§ **What the task asks**: Take every line from the records below that includes the word "Show".

§ **Entries supplied**:
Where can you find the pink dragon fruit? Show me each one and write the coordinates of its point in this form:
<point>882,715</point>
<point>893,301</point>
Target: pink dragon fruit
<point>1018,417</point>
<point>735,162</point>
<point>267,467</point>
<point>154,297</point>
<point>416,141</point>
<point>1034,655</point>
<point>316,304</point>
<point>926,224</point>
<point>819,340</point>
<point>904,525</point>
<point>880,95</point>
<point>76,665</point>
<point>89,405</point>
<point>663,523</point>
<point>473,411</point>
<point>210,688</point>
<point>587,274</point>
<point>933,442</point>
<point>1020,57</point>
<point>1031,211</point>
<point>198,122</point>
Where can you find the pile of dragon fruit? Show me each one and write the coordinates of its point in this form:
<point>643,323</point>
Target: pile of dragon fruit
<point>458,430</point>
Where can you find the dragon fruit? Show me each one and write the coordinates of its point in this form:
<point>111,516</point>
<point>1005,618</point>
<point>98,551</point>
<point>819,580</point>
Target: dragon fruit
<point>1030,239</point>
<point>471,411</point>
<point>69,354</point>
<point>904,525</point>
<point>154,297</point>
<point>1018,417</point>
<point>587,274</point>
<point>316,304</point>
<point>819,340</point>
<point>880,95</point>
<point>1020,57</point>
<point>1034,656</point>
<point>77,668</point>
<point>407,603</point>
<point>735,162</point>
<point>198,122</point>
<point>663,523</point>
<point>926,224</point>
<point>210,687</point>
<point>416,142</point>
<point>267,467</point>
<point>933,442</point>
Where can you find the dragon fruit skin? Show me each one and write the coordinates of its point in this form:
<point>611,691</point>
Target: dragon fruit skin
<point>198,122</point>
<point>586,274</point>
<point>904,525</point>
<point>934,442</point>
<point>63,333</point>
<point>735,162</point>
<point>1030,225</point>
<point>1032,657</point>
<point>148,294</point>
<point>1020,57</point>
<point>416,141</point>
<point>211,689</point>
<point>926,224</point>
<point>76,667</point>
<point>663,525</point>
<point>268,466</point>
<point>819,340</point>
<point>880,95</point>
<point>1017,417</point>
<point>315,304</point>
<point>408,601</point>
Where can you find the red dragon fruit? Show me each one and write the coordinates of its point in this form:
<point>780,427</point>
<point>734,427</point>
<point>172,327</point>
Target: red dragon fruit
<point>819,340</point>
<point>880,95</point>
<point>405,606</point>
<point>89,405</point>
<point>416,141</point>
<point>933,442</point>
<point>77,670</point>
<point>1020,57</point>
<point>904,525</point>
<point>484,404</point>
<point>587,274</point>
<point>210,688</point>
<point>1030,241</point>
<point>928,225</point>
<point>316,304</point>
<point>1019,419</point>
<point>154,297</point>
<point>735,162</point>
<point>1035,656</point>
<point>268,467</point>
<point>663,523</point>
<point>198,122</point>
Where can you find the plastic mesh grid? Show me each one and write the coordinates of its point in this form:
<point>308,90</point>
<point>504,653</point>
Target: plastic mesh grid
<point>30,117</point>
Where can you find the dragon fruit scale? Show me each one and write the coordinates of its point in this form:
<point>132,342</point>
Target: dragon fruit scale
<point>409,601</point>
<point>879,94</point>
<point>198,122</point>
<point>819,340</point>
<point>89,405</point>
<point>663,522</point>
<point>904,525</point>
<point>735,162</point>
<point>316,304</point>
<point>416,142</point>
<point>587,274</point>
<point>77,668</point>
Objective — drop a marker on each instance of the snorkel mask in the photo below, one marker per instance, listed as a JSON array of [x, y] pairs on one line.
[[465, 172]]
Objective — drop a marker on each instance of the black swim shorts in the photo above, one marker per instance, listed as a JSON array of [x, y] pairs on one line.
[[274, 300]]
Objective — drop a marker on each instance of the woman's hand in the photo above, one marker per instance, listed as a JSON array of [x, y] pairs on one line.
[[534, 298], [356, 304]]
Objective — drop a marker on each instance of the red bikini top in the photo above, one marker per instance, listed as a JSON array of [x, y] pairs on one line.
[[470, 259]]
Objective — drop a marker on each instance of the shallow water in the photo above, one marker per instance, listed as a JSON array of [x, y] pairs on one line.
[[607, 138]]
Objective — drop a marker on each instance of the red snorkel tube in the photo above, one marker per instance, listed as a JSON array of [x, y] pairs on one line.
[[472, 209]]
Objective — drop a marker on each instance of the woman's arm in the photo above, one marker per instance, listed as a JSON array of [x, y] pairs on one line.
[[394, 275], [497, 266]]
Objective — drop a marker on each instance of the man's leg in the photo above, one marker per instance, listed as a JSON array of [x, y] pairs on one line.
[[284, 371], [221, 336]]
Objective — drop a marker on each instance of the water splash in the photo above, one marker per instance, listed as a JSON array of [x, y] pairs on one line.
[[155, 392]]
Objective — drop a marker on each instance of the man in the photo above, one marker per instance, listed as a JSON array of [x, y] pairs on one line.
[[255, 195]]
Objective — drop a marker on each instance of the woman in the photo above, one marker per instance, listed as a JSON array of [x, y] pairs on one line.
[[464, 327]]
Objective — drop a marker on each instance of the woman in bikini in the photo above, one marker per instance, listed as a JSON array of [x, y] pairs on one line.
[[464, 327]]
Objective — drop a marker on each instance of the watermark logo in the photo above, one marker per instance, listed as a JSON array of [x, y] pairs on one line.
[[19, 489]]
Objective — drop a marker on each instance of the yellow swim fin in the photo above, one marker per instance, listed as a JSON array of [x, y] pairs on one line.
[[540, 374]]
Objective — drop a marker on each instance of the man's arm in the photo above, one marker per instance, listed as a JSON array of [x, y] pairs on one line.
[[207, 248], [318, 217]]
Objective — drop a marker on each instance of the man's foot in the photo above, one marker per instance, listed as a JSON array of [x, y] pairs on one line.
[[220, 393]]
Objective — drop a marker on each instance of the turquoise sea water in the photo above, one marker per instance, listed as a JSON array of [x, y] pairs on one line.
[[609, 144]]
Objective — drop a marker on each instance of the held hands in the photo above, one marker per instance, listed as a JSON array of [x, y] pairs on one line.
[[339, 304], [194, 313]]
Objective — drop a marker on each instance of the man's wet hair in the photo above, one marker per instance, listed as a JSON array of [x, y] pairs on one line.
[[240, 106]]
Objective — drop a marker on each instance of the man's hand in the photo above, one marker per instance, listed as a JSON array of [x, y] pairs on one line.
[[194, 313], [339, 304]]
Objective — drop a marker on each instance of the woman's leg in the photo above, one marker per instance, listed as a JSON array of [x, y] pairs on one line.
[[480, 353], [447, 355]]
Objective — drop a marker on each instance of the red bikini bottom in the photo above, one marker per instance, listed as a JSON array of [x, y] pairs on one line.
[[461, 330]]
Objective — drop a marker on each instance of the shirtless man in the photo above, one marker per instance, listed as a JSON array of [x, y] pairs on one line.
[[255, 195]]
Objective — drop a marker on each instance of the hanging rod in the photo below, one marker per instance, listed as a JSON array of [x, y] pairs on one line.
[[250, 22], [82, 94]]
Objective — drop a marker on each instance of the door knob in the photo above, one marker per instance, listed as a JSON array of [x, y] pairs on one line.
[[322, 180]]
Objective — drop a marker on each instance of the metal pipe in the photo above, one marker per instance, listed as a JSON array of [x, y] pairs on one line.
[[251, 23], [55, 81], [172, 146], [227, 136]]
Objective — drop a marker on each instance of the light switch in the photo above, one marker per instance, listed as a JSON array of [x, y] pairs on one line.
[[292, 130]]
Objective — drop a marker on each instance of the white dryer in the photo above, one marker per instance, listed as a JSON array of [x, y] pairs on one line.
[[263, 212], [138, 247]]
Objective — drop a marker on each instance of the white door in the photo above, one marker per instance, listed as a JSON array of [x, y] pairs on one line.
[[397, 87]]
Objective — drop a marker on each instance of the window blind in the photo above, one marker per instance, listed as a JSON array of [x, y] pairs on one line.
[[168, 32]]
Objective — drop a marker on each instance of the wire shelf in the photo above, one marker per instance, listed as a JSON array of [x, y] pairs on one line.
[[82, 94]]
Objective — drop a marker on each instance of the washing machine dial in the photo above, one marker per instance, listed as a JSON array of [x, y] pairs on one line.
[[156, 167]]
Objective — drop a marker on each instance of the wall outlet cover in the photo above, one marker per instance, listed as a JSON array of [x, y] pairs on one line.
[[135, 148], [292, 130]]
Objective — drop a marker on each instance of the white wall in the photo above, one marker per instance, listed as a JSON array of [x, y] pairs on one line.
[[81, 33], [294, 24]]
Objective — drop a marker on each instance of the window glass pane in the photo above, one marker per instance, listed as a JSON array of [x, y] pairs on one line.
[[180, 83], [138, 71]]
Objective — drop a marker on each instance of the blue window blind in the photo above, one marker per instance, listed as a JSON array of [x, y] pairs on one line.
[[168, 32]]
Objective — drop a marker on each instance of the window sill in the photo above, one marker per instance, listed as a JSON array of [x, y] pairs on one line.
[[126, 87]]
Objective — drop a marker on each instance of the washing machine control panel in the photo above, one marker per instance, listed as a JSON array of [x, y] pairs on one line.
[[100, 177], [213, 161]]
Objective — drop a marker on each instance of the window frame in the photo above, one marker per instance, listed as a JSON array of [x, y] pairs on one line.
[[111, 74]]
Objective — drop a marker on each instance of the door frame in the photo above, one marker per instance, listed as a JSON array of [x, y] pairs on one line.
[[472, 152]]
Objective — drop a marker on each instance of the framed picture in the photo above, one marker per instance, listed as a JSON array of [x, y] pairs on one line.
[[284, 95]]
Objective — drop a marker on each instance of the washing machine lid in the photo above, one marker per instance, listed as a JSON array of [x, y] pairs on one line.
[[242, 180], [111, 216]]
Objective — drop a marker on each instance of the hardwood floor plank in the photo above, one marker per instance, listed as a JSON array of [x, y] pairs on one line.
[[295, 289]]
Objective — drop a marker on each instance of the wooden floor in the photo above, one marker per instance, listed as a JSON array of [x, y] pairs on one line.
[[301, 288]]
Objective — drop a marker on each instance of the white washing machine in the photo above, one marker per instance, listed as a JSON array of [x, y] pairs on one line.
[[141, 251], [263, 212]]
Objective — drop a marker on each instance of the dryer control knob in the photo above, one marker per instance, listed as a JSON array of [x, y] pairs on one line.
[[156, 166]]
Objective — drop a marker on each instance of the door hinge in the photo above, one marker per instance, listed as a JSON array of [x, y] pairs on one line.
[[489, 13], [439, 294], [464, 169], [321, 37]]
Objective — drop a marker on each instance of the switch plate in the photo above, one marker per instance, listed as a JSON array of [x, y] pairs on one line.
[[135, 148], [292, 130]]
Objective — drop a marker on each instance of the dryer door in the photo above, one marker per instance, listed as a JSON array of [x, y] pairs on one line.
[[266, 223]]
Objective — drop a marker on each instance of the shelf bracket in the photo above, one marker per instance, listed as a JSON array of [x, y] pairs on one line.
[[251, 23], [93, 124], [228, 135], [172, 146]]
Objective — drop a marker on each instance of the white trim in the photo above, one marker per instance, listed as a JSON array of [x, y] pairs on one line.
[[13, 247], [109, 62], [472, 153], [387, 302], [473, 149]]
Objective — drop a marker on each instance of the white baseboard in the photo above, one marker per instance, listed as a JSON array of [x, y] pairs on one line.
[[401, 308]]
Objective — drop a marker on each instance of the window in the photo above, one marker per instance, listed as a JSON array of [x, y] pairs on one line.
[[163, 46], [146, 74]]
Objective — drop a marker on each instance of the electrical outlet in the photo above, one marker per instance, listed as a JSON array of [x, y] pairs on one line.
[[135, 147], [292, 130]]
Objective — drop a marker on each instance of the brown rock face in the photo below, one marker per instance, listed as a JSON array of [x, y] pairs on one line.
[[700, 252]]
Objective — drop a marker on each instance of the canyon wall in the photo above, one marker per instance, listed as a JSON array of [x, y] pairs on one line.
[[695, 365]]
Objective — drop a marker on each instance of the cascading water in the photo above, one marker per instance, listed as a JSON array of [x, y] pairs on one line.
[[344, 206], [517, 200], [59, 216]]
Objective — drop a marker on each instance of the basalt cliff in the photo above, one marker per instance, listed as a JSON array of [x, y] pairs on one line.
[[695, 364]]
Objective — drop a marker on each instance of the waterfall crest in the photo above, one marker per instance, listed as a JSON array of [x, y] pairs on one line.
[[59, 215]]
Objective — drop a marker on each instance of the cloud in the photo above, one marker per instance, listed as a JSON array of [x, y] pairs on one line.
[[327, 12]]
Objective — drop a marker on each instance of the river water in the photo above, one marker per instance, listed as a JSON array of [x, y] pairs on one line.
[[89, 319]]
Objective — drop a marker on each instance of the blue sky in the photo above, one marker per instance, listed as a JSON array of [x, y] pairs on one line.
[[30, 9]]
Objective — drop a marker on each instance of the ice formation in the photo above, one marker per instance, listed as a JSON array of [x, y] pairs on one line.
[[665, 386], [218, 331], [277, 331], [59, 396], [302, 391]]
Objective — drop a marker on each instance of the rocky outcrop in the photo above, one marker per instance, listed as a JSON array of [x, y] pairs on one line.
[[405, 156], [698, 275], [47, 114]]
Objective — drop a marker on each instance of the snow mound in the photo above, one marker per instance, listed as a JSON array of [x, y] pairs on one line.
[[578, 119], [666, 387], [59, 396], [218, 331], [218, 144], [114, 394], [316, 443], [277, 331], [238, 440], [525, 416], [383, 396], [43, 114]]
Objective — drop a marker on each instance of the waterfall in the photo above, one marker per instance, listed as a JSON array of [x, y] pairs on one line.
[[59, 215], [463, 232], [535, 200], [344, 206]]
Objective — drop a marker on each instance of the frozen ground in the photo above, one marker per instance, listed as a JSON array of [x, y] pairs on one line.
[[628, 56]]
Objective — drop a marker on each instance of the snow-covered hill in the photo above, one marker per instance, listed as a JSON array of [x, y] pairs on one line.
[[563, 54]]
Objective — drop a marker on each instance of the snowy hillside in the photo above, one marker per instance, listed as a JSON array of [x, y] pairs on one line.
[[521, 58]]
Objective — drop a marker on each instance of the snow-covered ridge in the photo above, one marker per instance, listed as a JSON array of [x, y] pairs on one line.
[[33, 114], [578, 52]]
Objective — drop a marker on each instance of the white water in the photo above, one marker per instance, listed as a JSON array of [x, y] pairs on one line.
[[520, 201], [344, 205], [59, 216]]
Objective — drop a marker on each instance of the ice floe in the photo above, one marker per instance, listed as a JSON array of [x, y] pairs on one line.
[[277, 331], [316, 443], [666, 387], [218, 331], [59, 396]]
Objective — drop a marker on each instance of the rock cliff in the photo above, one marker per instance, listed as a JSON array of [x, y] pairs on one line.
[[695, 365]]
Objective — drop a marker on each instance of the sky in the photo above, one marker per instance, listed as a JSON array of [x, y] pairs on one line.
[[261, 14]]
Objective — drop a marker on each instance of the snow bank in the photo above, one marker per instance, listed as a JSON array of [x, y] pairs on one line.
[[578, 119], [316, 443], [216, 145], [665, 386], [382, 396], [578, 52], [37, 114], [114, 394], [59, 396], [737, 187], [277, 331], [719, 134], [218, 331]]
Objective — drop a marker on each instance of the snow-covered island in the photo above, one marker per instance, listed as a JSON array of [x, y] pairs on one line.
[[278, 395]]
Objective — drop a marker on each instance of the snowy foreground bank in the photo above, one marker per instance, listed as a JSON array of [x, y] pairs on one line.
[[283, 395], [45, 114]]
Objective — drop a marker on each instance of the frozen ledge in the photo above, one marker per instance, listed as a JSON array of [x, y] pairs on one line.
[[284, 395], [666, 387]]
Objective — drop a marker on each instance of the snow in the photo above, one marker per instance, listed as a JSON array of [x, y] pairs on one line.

§ **Result of the task**:
Where can you find the pink dragon fruit? Show me each one and write the coordinates of its point in this form:
Where can you find the pile of dragon fruit? Show me each one and write the coordinates of its point in this form:
Where can you find the dragon fruit? Show me each one and write the coordinates of its point in this form:
Where can you find the dragon fruit skin? Show me each one and write the coordinates of its point in this form:
Where can you find the red dragon fruit? Show me each one and write the coordinates of its point in this form:
Where can you find the plastic mesh grid? Show me each one and write the coordinates of its point in this form:
Where can you find the dragon fruit scale? Show me each one and write the coordinates of its point in this form:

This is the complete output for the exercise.